OBJECTIVE —
Rewrite the listing below with "marker" substituted for every occurrence of "keypoint", leaving everything else the same.

--- start ---

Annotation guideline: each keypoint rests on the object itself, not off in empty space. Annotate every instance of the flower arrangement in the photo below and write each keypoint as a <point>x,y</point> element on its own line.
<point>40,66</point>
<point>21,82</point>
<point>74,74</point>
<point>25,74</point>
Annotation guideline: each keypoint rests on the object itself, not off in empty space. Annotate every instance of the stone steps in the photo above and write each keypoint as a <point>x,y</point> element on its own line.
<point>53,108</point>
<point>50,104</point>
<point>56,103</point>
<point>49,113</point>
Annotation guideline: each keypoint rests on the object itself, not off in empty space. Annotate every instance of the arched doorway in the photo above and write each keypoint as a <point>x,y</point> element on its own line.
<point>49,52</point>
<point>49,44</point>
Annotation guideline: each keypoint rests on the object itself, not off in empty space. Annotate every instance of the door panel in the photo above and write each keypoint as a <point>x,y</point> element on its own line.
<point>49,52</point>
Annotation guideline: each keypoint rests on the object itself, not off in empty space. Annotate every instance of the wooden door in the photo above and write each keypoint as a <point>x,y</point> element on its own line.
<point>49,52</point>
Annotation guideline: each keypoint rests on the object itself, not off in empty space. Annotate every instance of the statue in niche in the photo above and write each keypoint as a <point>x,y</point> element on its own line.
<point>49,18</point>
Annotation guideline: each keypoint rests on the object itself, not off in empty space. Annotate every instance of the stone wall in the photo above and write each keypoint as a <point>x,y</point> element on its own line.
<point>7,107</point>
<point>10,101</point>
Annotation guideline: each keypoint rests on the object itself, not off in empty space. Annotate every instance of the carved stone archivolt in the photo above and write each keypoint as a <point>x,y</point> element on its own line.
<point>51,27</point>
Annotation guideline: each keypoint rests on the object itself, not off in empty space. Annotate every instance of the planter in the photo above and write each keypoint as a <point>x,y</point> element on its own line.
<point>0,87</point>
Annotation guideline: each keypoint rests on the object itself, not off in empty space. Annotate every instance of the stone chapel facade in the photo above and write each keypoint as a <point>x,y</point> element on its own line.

--- end ---

WRITTEN RESPONSE —
Annotation guideline: each marker rests on the object itself, not off in empty space. Annotate every instance of the flower arrangement in the photo below and write each marker as a <point>x,y</point> element on its own line.
<point>40,66</point>
<point>21,82</point>
<point>74,74</point>
<point>25,74</point>
Annotation guideline: each marker rests on the object itself, not off in empty space. Annotate every instance of the stone steps in the photo above and write each marker as a <point>x,y</point> element on its own line.
<point>53,108</point>
<point>50,104</point>
<point>56,103</point>
<point>49,113</point>
Annotation guideline: each marker rests on the object itself, not off in empty space. Annotate every instance of the arched doorway in the photo above and write each marker as a <point>x,y</point> element on its own line.
<point>49,52</point>
<point>49,44</point>
Annotation guideline: each marker rests on the object itself, not off in empty space. Annotate every instance of the door panel in the photo above and write each marker as a <point>x,y</point> element on its own line.
<point>49,52</point>
Annotation guideline: each marker rests on the object itself, not off in empty space. Annotate every instance of the wooden door in the photo above and write each marker as a <point>x,y</point> element on its own line.
<point>49,52</point>
Annotation guideline: each marker rests on the object itself, not off in empty space. Annotate every instance of the statue in niche in the photo above and write each marker as a <point>x,y</point> element on its own line.
<point>49,18</point>
Annotation guideline: each marker rests on the object itself, not off in empty space. Annotate every instance of the stone wall in the photo above and write each marker as a <point>x,y</point> element on its own line.
<point>7,107</point>
<point>10,101</point>
Annotation guideline: each marker rests on the object itself, not off in empty space. Annotate every instance of the carved stone archivolt in the photo above and write each marker as a <point>x,y</point> element on its own line.
<point>51,27</point>
Annotation guideline: each marker rests on the object itself, not off in empty space. Annotate every instance of the planter in the photo above and write each marker as a <point>x,y</point> element on its own line.
<point>0,87</point>
Annotation guideline: each marker rests on the object itself, not off in empty space. Annotate every instance of the stone chapel facade in the photo above and write each marker as a <point>x,y</point> element on its own line.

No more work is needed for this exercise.